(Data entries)
============
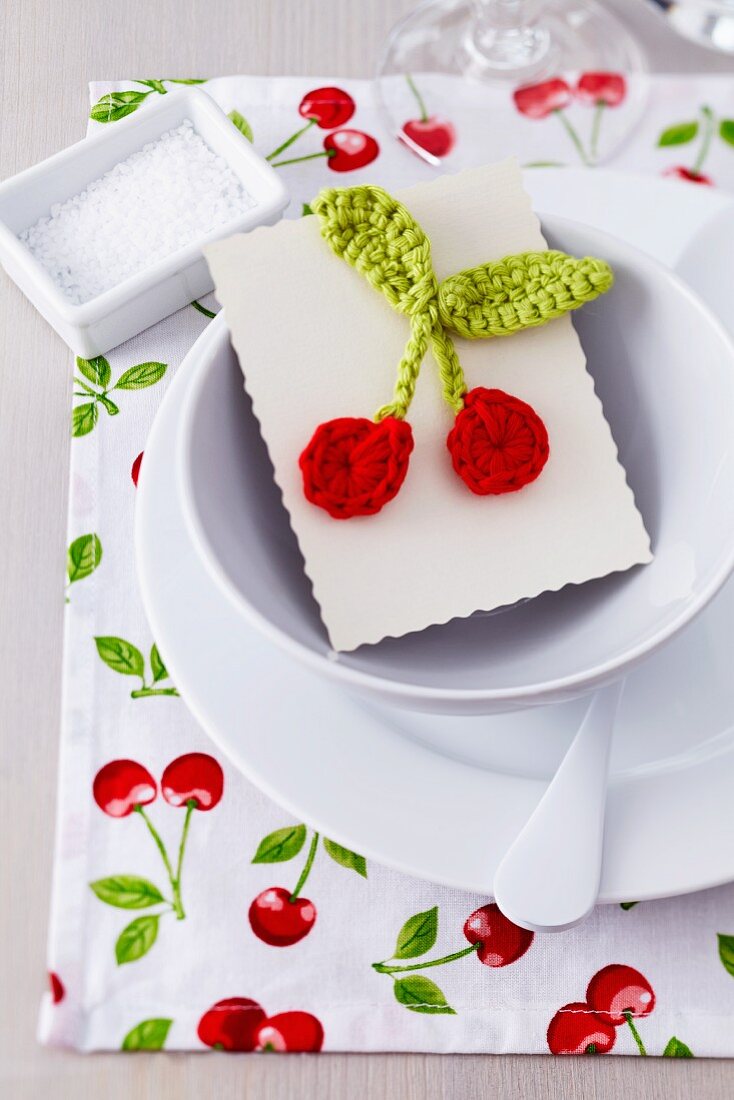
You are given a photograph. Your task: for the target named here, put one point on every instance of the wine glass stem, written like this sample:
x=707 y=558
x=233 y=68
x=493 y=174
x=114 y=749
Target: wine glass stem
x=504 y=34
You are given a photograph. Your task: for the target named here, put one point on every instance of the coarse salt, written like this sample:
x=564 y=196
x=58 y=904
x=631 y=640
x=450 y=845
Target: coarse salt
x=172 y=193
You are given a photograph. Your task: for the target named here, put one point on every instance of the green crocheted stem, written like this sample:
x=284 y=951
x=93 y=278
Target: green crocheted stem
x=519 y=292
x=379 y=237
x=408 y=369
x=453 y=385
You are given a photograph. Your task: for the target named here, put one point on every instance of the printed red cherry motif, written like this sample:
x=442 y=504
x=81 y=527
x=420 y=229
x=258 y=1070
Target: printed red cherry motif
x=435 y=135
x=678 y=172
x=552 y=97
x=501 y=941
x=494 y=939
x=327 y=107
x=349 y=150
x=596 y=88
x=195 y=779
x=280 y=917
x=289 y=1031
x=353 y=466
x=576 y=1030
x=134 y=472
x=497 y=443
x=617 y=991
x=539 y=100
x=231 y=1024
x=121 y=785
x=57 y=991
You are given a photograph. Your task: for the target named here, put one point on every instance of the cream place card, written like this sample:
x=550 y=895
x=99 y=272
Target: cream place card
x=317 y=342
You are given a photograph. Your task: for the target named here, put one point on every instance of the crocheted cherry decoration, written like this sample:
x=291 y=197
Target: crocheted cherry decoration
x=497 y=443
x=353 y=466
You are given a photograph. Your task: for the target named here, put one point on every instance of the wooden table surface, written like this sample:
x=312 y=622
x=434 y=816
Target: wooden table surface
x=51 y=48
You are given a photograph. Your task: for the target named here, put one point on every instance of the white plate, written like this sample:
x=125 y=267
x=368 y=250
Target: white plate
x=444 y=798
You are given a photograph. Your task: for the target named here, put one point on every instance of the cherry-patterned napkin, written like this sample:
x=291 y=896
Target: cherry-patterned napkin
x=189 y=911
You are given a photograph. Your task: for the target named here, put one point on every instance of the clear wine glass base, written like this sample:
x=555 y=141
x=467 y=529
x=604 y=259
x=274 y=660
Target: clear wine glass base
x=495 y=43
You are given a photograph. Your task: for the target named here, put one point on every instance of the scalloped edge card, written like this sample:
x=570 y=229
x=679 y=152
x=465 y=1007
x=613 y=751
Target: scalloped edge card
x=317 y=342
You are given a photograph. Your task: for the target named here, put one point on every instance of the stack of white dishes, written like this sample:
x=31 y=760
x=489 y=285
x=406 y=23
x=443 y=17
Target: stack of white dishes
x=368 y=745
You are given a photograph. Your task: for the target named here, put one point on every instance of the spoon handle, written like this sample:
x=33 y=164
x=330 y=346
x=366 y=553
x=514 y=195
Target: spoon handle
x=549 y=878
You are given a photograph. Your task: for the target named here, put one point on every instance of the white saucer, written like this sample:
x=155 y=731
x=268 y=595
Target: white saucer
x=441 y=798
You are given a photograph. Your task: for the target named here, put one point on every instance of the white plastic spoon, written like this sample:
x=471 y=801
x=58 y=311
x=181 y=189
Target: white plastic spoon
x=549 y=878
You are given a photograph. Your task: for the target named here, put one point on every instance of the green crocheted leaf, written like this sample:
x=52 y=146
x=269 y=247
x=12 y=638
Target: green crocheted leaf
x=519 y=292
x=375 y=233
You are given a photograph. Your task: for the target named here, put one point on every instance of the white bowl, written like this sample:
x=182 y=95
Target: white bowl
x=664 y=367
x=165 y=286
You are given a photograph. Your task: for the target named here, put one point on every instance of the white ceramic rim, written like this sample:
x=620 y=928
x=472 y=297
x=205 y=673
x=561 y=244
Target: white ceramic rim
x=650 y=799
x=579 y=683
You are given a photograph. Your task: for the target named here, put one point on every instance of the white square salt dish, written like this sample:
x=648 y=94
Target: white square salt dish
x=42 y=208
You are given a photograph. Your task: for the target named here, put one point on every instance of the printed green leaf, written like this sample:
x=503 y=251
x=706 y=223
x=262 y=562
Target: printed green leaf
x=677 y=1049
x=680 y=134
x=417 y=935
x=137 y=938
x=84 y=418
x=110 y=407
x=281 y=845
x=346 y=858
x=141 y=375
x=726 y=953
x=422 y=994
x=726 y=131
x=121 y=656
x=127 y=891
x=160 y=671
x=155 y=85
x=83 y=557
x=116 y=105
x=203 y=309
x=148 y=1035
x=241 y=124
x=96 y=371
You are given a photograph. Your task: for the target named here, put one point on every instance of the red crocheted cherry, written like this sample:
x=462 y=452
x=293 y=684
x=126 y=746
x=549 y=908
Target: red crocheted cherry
============
(INSTRUCTIONS FOR THE TASK): Express the lines of the records above as a JSON list of strings, one string per line and with blank lines omitted. Begin at the line containing "crocheted stem, written" and stop after the line containing "x=453 y=385", including both of those lines.

(THE SOLUTION):
[
  "You are given a photograph. Your task: for the target named here, put one point on every instance of the green crocheted stem, written like this sample:",
  "x=284 y=951",
  "x=93 y=278",
  "Target: green crocheted stem",
  "x=519 y=292",
  "x=379 y=237",
  "x=408 y=369",
  "x=453 y=385"
]